*Required work:*
Here are some records; quote them exactly, leaving out the pictures.

------------------------------

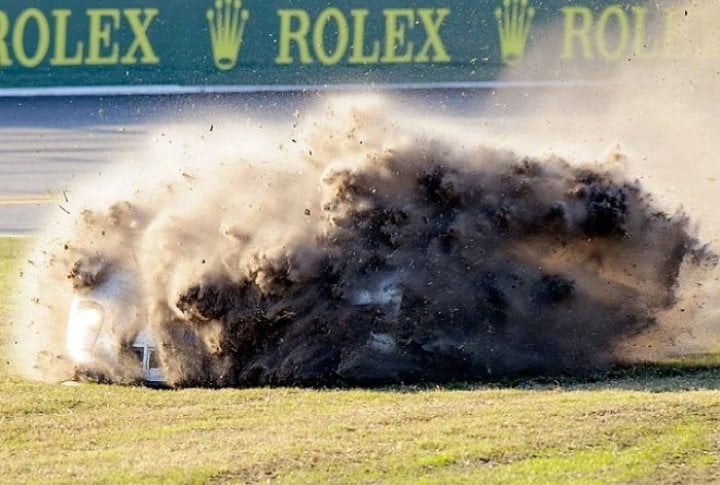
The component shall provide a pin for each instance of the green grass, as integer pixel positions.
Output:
(645, 424)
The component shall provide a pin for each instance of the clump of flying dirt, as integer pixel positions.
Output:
(372, 254)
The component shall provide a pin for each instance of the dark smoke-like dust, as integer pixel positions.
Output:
(352, 246)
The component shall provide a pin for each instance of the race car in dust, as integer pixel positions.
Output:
(106, 332)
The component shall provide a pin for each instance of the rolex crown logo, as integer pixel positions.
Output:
(227, 25)
(514, 19)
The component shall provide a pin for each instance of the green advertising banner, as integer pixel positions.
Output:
(151, 46)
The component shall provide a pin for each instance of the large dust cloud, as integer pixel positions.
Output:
(364, 242)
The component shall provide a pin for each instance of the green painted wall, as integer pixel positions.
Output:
(226, 44)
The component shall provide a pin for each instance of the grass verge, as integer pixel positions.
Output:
(654, 423)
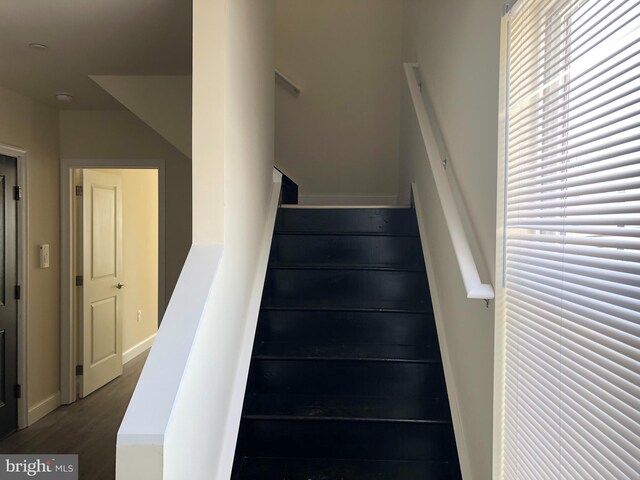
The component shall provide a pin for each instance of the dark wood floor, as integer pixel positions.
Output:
(87, 427)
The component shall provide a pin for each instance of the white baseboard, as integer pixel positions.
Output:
(352, 200)
(137, 349)
(452, 389)
(43, 408)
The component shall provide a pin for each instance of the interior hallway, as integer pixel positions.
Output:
(87, 427)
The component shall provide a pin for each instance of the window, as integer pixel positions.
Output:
(571, 245)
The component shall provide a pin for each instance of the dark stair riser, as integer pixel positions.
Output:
(348, 378)
(348, 288)
(365, 220)
(348, 439)
(336, 327)
(388, 251)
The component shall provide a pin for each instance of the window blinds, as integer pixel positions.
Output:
(572, 240)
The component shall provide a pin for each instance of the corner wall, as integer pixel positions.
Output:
(457, 47)
(32, 126)
(340, 138)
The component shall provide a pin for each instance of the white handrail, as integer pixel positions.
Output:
(474, 286)
(295, 89)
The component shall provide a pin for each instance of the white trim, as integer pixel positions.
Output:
(499, 341)
(67, 275)
(348, 200)
(44, 408)
(22, 277)
(242, 370)
(452, 389)
(138, 349)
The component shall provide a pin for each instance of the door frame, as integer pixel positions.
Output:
(68, 324)
(22, 251)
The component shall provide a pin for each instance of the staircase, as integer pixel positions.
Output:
(346, 379)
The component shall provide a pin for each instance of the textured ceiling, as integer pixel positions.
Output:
(90, 37)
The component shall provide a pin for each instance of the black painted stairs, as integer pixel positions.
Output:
(346, 379)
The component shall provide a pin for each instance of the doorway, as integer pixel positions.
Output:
(9, 296)
(114, 268)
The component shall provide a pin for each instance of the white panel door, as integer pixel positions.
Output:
(102, 278)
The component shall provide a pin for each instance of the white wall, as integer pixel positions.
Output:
(457, 47)
(32, 126)
(191, 376)
(340, 137)
(118, 134)
(199, 419)
(140, 255)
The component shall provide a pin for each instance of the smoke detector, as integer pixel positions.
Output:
(38, 46)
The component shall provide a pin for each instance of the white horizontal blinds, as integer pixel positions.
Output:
(572, 243)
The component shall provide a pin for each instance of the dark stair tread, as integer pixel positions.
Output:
(427, 410)
(348, 220)
(338, 469)
(347, 249)
(383, 307)
(298, 350)
(416, 267)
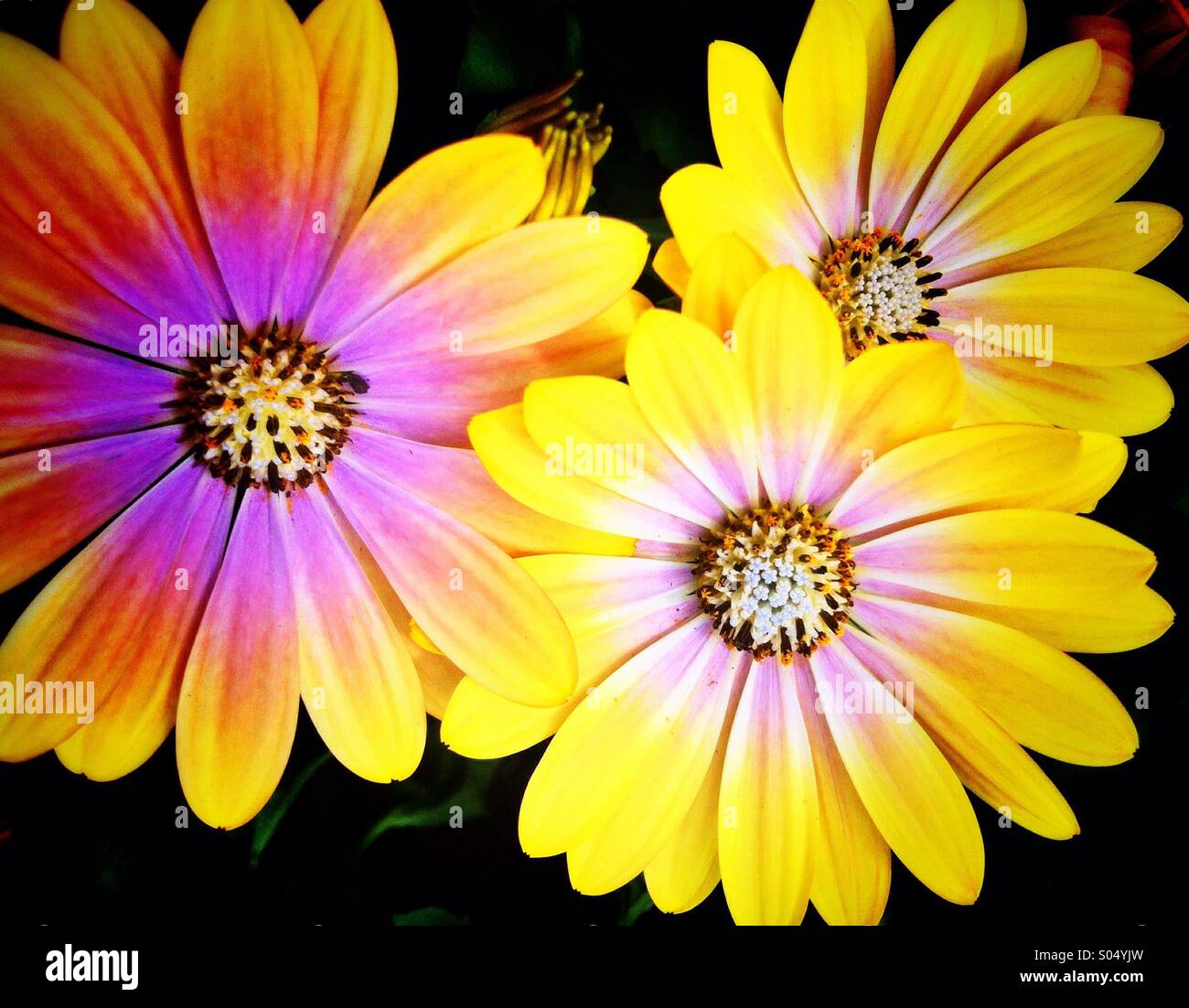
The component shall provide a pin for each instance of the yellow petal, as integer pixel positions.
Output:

------------------------------

*Task output:*
The component shall provide a pin for each instance of the green grass, as integer pixel positions.
Output:
(645, 424)
The component shall provide a pin for each instance of the clump of flying dirt, as integer pixel positions.
Output:
(372, 254)
The component shall provide a pin for each instance of the dark smoke-like dust, as integer pixel positions.
Output:
(352, 246)
The component shall provide a pin for each instance of the race car in dust, as integer pixel positions.
Output:
(106, 332)
The component shall provide a pin for each instance of the rolex crown logo, as integer pixel positions.
Output:
(227, 25)
(514, 19)
The component shall provide a pin for each instance of the green advertising banner, as integer pixel positions.
Output:
(151, 46)
The component shall provide a pin for each instance of the large dust cloud, as integer pixel positions.
Output:
(364, 242)
The component shall provide a pin for each instance of the green painted wall, as integer pixel positions.
Output:
(226, 44)
The component shall provide a pin for each instance of the grass verge, as integer pixel positions.
Output:
(654, 423)
The component shall provide a pin for each instance of the dark wood floor, as integer pixel positions.
Output:
(87, 427)
The component shall provide a pin for each instance of the white baseboard, as integer pixel positions.
Output:
(352, 200)
(137, 349)
(452, 389)
(43, 408)
The component shall provide a pin for each instance of the interior hallway, as integer pixel positions.
Output:
(87, 427)
The component shall provide a pin for each instance of the window, as integer pixel positions.
Output:
(571, 245)
The component shall provide a pin for each instance of the dark stair riser, as integer pixel positions.
Output:
(348, 378)
(348, 288)
(365, 220)
(348, 439)
(336, 327)
(388, 251)
The component shall provide a pin for each instance of the window blinds, as integer pixel positions.
Output:
(572, 240)
The component shall provide a pin for each instance of the corner wall, as integer pixel positions.
Output:
(457, 47)
(32, 126)
(340, 138)
The component shall provide a pin for each instance of the white handrail, as integer pixel positions.
Output:
(474, 286)
(295, 89)
The component shall provide a pin for each instance of the white trim, as integer pixel positions.
Output:
(499, 341)
(67, 275)
(348, 200)
(44, 408)
(22, 277)
(242, 370)
(452, 389)
(138, 349)
The component shall provide a pin for each instance of the door frame, as integer pixel positions.
Output:
(68, 324)
(22, 251)
The component shall provide a pin for each instance of the staircase, as integer pixel positions.
Output:
(346, 379)
The component shall provide a pin for each instance of the textured ceiling, as integer pixel positions.
Output:
(90, 37)
The component shall provide a pin for each instance of the black painted stairs, as integer pixel positions.
Output:
(346, 379)
The component shall provide a pin for each instance of the doorway, as integer pixel positions.
Output:
(9, 296)
(114, 268)
The component shall provide a pin for each instance of the white panel door, as integer pixel positions.
Output:
(102, 278)
The component shall provide a pin for each instance of the white wall, as integer pixel positions.
Output:
(457, 47)
(32, 126)
(191, 376)
(340, 137)
(118, 134)
(199, 419)
(140, 255)
The component shall provide a pin for each instance of the smoke detector, as integer pixel positions.
Output:
(38, 46)
The component shall provide a pin for each instance of the white horizontal blinds, as integer pixel positions.
Output:
(572, 243)
The component shall provide a pin for each instance of the dark stair tread, as integer pixel positions.
Output:
(427, 410)
(348, 220)
(338, 469)
(347, 249)
(383, 307)
(298, 350)
(416, 267)
The component shall provide a pin for each instance of the yellow petal, as integer pixel positions.
Output:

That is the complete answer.